(Records of labeled points)
⟨

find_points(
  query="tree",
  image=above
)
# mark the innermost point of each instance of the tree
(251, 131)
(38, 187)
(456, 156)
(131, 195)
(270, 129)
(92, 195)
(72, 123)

⟩

### DIRECTIVE
Express the records above as a Markdown table with two columns, n for the row number and Line for the line itself, leaving out any blank lines.

### FINISHED TASK
| n | Line |
|---|---|
| 1 | find_points( |
| 2 |   query="tree", |
| 3 |   image=above |
| 4 | ) |
| 5 | # mark the innermost point of each instance of the tree |
| 6 | (251, 131) |
| 7 | (38, 187) |
| 8 | (456, 156) |
| 9 | (131, 195) |
| 10 | (270, 129) |
| 11 | (92, 195) |
| 12 | (72, 123) |